> **TEXTE DE LA PAGE**:
########
Un Starship exposé aux rigueurs de l’espace

Les autres objectifs concernaient le Starship. Le vaisseau de 100 tonnes et de 50 m de long a bien atteint l’espace et a pu y séjourner sans être détruit, contrairement au test précédent. Grâce à une caméra embarquée postée sur l’une des ailerons avant, il a été possible de voir qu’après l’extinction des moteurs, le bas du vaisseau a continué à expulser des gaz. En l’absence d’explication de Space X, on peut supposer qu’il s’agit de fuites. Si c’est le cas, sont-elles à l’origine du mouvement de rotation en tangage et en roulis observé pendant toute la suite du vol ?

Quoi qu’il en soit, cela n’a pas empêché le premier objectif spatial de ce vol d’être atteint, à savoir l’ouverture d’une trappe par laquelle, dans le futur, devraient être lancés des satellites Starlink. Une caméra située à l’intérieur du vaisseau a permis de voir la trappe ouverte, sans qu’il soit possible de dire si cette ouverture a été entièrement réussie ou non. Car lors de la fermeture, tentée 28 minutes après le décollage, il a semblé que tout ne se passait pas parfaitement.

Le deuxième objectif spatial, à savoir le test de transfert de carburant d’un réservoir à un autre a-t-il eu lieu ? Space X n’a rien communiqué à ce sujet. Quant au troisième objectif, le bref rallumage de trois moteurs principaux du Starship, il n’a pas été tenté. Est-ce en raison de fuites dans la baie contenant les moteurs ? Pas d’information à ce sujet pour l’instant.

Un début de rentrée atmosphérique spectaculaire

Quarante-neuf minutes après le lancement, comme prévu, le Starship a commencé son retour vers la Terre. Le vaisseau a culminé à 235 km d’altitude. Et quand il a commencé à se frotter aux couches denses de l’atmosphère, il n’était pas encore stabilisé en roulis et en tangage. La caméra extérieure a alors produit des vues inédites de la formation d’un plasma incandescent autour de l’un des ailerons arrière du Starship et sur une partie de sa coque couverte de tuiles de protection thermique. L’engin a semblé se stabiliser quelque peu sous l’action des ailerons mobiles, mais cela n’a pas duré. Les parties non protégées par les tuiles réfractaires se sont trouvées exposées à l’air ionisé. Alors que le plasma chaud s’est intensifié, la liaison de la télémétrie a cessé vers 65 km d’altitude, à une vitesse encore voisine de 25000 km/h laissant supposer à une destruction de l’appareil quelque part au-dessus de l’océan Indien.
########
> **OBJECTIFS**:
[a] Dites si chacune de ces affirmations concorde avec le texte sur le vol du Starship : (i) le vaisseau a culminé à 235 km d'altitude ; (ii) le bref rallumage de trois moteurs principaux du Starship a réussi ; (iii) la fermeture de la trappe a été tentée 28 minutes après le décollage. Répondez chaque fois par oui ou non, en citant les mots décisifs du texte.
[b] Poursuivez le texte sur le vol du Starship à partir de sa dernière phrase.
Les données proviennent d'une autre source que le texte.
########
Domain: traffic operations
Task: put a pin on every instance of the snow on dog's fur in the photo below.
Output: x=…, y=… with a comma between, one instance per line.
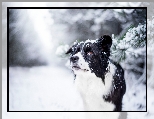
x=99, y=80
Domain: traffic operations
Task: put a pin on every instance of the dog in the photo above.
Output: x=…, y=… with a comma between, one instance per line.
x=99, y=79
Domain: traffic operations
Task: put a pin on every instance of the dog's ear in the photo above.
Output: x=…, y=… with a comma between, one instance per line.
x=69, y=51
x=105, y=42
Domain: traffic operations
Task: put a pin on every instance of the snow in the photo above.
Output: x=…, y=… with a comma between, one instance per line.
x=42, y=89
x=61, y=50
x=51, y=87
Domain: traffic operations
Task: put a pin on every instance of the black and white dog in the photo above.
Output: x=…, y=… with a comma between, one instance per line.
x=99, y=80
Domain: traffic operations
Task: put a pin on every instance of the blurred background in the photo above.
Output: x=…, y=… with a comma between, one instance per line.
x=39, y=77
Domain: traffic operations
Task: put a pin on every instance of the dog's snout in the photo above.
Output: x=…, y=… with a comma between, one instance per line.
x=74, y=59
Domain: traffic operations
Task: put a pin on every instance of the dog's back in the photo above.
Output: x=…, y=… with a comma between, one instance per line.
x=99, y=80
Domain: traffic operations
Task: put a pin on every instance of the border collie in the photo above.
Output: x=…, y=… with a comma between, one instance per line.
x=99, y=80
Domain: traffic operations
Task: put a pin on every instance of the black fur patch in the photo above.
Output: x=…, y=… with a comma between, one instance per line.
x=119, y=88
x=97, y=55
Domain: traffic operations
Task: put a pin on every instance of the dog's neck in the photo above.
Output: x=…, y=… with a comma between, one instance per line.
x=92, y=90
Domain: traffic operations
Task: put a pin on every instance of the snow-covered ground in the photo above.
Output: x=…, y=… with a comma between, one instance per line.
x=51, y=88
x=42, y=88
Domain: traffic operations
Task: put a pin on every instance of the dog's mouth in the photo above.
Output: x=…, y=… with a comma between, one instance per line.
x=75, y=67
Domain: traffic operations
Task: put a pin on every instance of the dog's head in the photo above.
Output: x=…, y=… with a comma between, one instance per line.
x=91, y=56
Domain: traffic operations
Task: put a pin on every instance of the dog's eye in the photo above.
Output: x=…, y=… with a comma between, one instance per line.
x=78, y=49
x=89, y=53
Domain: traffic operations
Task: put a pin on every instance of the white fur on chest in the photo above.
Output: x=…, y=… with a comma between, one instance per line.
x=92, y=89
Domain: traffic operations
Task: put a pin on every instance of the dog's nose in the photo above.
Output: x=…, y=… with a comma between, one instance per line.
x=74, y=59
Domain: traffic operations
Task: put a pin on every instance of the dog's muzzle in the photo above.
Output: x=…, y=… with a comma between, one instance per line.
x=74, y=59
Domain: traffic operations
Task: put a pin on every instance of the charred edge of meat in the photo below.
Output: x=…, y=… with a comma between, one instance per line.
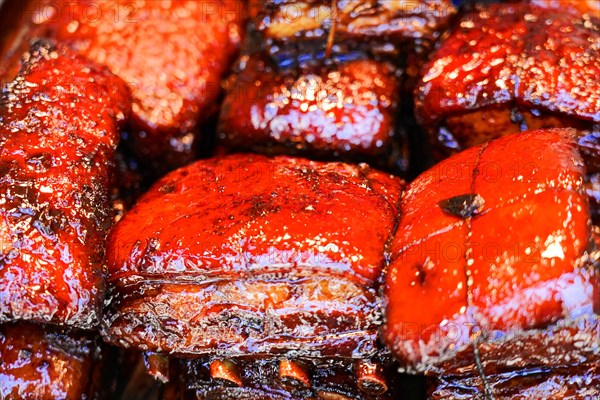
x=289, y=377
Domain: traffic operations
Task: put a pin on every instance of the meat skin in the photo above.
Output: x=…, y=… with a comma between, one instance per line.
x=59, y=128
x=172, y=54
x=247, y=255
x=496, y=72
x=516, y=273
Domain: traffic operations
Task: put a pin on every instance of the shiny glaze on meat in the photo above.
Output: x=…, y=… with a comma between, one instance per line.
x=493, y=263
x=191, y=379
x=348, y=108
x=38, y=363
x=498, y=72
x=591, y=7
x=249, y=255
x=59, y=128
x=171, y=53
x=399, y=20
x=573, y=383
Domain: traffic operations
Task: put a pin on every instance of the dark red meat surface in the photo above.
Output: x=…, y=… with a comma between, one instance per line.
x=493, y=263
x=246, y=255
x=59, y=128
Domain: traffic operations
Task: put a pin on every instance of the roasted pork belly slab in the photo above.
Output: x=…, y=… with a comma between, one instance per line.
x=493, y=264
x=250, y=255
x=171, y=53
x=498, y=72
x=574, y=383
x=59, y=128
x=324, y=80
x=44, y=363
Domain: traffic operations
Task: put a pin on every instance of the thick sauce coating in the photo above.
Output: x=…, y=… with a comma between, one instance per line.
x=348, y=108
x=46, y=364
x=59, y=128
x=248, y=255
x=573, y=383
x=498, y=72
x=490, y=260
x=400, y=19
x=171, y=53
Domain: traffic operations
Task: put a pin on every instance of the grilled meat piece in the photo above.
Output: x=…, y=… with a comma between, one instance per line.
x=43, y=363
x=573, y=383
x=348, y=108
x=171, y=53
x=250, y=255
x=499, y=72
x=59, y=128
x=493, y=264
########
> **RÉSULTATS**:
[a]
(i) Oui : « Le vaisseau a culminé à 235 km d’altitude. »
(ii) Non : « Quant au troisième objectif, le bref rallumage de trois moteurs principaux du Starship, il n’a pas été tenté. »
(iii) Oui : « lors de la fermeture, tentée 28 minutes après le décollage »

[b]
L’air chauffé autour de l'aileron arrière et de la coque du Starship lors de la rentrée atmosphérique, filmé par la caméra embarquée. © Space X.

Bilan : des progrès mais pas autant qu’escompté

Le Super Heavy et la Starship ont été détruits. Pour le premier, le succès d’un amerrissage à faible vitesse contrôlé n’était pas loin. Pour le second, outre une excursion dans l’espace plus longue que la fois précédente (l’exemplaire précédent avait explosé rapidement lors d’une tentative de purge de réservoirs), la copie semble à revoir plus en profondeur. Le vaisseau a survécu au vide spatial, certes, mais il est resté animé d’un mouvement quelque peu erratique, peut-être à cause d’une fuite au niveau des moteurs. La trappe de déploiement des Starlink a été ouverte mais comment ? Quant au transfert de carburant et au rallumage des moteurs, rien à leur sujet. À la fin, la rentrée dans l’atmosphère a été non contrôlée et a conduit à la destruction du vaisseau.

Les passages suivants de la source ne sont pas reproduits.